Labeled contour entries

▼

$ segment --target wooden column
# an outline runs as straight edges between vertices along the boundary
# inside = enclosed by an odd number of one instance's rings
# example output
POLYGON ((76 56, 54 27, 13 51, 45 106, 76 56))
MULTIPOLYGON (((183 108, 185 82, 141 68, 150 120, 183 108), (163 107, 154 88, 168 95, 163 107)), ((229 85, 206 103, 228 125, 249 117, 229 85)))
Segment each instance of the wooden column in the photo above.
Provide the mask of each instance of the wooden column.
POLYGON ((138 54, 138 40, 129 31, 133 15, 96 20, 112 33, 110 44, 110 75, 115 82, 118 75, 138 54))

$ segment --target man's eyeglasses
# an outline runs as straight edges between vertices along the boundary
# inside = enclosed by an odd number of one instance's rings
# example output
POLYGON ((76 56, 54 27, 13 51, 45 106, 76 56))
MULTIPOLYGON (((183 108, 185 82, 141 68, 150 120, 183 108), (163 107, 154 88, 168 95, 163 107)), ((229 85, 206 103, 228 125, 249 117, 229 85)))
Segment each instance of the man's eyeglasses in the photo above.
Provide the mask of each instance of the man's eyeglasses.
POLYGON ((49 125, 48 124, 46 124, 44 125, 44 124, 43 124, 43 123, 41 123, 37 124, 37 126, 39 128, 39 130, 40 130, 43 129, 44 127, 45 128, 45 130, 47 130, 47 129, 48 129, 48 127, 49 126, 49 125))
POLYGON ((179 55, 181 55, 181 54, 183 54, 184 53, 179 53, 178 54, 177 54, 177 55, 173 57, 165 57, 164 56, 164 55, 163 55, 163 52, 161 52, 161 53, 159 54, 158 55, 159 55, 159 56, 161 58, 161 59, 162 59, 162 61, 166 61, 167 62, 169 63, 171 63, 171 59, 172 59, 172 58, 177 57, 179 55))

▲

Written task –
Rewrite all of the items above with every occurrence of "straight edges" replaced by "line segments", leaving everything else unchanged.

Task response –
$ segment --target wooden column
# an outline runs as line segments between vertices along the boundary
# inside = enclosed by an odd number of one instance's rings
# example output
POLYGON ((76 56, 54 27, 13 51, 45 106, 76 56))
MULTIPOLYGON (((183 108, 185 82, 141 68, 150 120, 183 108), (163 107, 154 88, 168 95, 163 107)), ((229 85, 206 103, 228 125, 249 117, 229 85)))
Segment each instance of the wooden column in the photo above.
Provide the mask of each instance of the wooden column.
POLYGON ((138 54, 138 40, 129 31, 133 15, 96 20, 112 33, 110 44, 110 75, 115 82, 118 75, 138 54))

$ segment --target man's eyeglasses
# an outline runs as line segments between vertices along the boundary
# inside = enclosed by an odd number of one instance's rings
# example output
POLYGON ((76 56, 54 27, 13 51, 45 106, 76 56))
MULTIPOLYGON (((183 108, 185 82, 141 68, 150 120, 183 108), (163 107, 154 88, 168 95, 163 107)), ((229 85, 206 103, 228 125, 249 117, 229 85)))
Segment each instance of the man's eyeglasses in the photo above.
Provide the mask of each instance of the man's eyeglasses.
POLYGON ((49 125, 48 124, 46 124, 44 125, 44 124, 43 124, 43 123, 41 123, 37 124, 37 126, 39 128, 39 130, 40 130, 43 129, 44 127, 45 128, 45 130, 47 130, 47 129, 48 129, 48 127, 49 126, 49 125))
POLYGON ((179 55, 181 55, 181 54, 183 54, 184 53, 179 53, 178 54, 177 54, 177 55, 173 57, 165 57, 164 56, 164 55, 163 55, 163 52, 161 52, 161 53, 159 54, 158 55, 159 55, 159 56, 161 58, 161 59, 162 59, 162 61, 166 61, 167 62, 169 63, 171 63, 171 59, 172 59, 172 58, 177 57, 179 55))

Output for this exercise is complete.